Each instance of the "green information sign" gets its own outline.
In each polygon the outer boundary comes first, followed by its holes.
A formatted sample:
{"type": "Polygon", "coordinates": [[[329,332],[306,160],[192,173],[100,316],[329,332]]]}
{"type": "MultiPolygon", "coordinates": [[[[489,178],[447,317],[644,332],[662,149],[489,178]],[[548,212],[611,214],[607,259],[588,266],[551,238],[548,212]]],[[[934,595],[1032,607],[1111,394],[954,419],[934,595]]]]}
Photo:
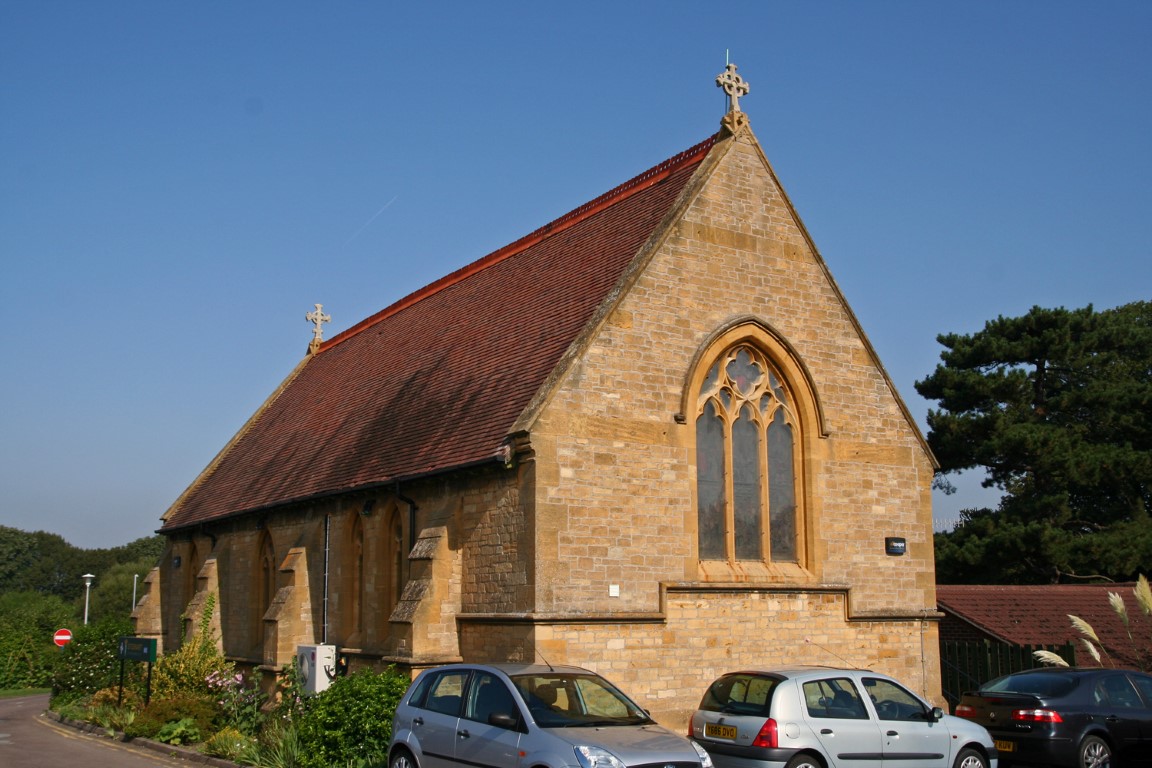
____
= What to work on =
Write out all the entries again, word for word, and print no images.

= Response to this task =
Each instance of the "green information sign" gets its own outline.
In each polygon the outer boundary comes first, followed by its holes.
A formatted sample:
{"type": "Polygon", "coordinates": [[[329,332],[306,160],[192,173],[100,316],[329,332]]]}
{"type": "MultiPolygon", "coordinates": [[[[489,178],[447,317],[644,332],[662,149],[489,178]],[[548,212],[611,214],[607,259],[588,266],[551,238],[548,212]]],[[[934,595],[1032,607],[1111,394],[954,419],[934,595]]]]}
Photo:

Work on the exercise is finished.